* _Directions_:
Could you copy all of the records below exactly as they appear?

* _Material for the task_:
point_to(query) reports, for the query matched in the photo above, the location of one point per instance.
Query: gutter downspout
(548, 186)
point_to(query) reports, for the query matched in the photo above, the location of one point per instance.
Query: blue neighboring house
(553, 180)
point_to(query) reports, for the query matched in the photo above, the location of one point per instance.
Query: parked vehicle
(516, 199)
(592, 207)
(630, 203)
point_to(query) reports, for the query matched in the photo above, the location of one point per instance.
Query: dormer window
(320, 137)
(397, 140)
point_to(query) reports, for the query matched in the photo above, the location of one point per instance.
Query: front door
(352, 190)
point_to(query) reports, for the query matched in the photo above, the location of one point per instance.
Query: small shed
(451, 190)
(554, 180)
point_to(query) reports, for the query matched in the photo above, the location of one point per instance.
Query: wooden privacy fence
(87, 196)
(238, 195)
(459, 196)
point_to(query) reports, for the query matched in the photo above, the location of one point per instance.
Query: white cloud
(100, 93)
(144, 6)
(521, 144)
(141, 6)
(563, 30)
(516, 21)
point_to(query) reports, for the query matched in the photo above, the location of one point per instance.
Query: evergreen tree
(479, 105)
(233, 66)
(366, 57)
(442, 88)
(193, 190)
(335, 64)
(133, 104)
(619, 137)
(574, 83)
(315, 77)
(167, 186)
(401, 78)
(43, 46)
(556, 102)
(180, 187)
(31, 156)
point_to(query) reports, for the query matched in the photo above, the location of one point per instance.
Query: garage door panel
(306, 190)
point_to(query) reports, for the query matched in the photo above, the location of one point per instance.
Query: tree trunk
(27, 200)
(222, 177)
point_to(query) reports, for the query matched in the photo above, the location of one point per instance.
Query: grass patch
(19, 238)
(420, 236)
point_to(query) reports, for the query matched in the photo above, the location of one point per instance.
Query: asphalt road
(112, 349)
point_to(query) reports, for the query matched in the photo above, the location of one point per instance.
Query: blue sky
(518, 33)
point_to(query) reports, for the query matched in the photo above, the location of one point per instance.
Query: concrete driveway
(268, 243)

* _Your response_:
point_to(query) reports, for the query matched in the photo above, the location of one point per instance.
Query: gutter downspout
(548, 186)
point_to(query) reports, for the query matched in the photo above, the location of one point per instance.
Query: blue neighboring house
(553, 180)
point_to(query) reports, for the query matched in the photo above, the location of one point per instance.
Query: parked vehicle
(516, 199)
(592, 207)
(630, 203)
point_to(query) reports, for the query matched in the photo above, the location of one point per instance.
Query: dormer window
(320, 137)
(397, 140)
point_to(query) reports, for the query matched in the photo above, the location of one point per instance.
Query: front door
(352, 190)
point_to(query) reports, for the query matched in the photo above, the location of one point per instance.
Query: small shed
(451, 190)
(554, 180)
point_to(query) reports, for the query matched in the photo above, the location of one point per instance.
Query: wooden privacy fence
(87, 196)
(238, 195)
(459, 196)
point_to(query) reports, for the query matched in the photo above, the location of one point per instance.
Query: white cloud
(100, 93)
(144, 6)
(521, 144)
(141, 6)
(563, 30)
(516, 21)
point_to(query) reports, for the query matched in the photo above, the location of one point per instance.
Query: evergreen tree
(479, 105)
(233, 66)
(366, 57)
(442, 88)
(193, 190)
(335, 64)
(133, 104)
(619, 137)
(574, 83)
(315, 77)
(167, 186)
(401, 78)
(43, 46)
(556, 102)
(180, 187)
(31, 156)
point_to(query) reports, for the query matched in the photo above, the location of one point per instance.
Query: garage door panel
(306, 190)
point_to(query) reports, for the query matched in the photo above, the location of one point per instance.
Query: tree trunk
(27, 200)
(222, 177)
point_to(query) reports, for the query matched in the photo above, the location of one point per instance.
Query: grass patch
(19, 238)
(420, 236)
point_to(query) reports, for the query matched in the photo above, the location of one point per instance.
Query: asphalt road
(112, 349)
point_to(query) reports, for the query matched in the photo above, the location of one point per instance.
Query: blue sky
(518, 33)
point_to(query) reports, for the query matched in the photo above, the location of one point per instance.
Query: concrete driveway
(268, 243)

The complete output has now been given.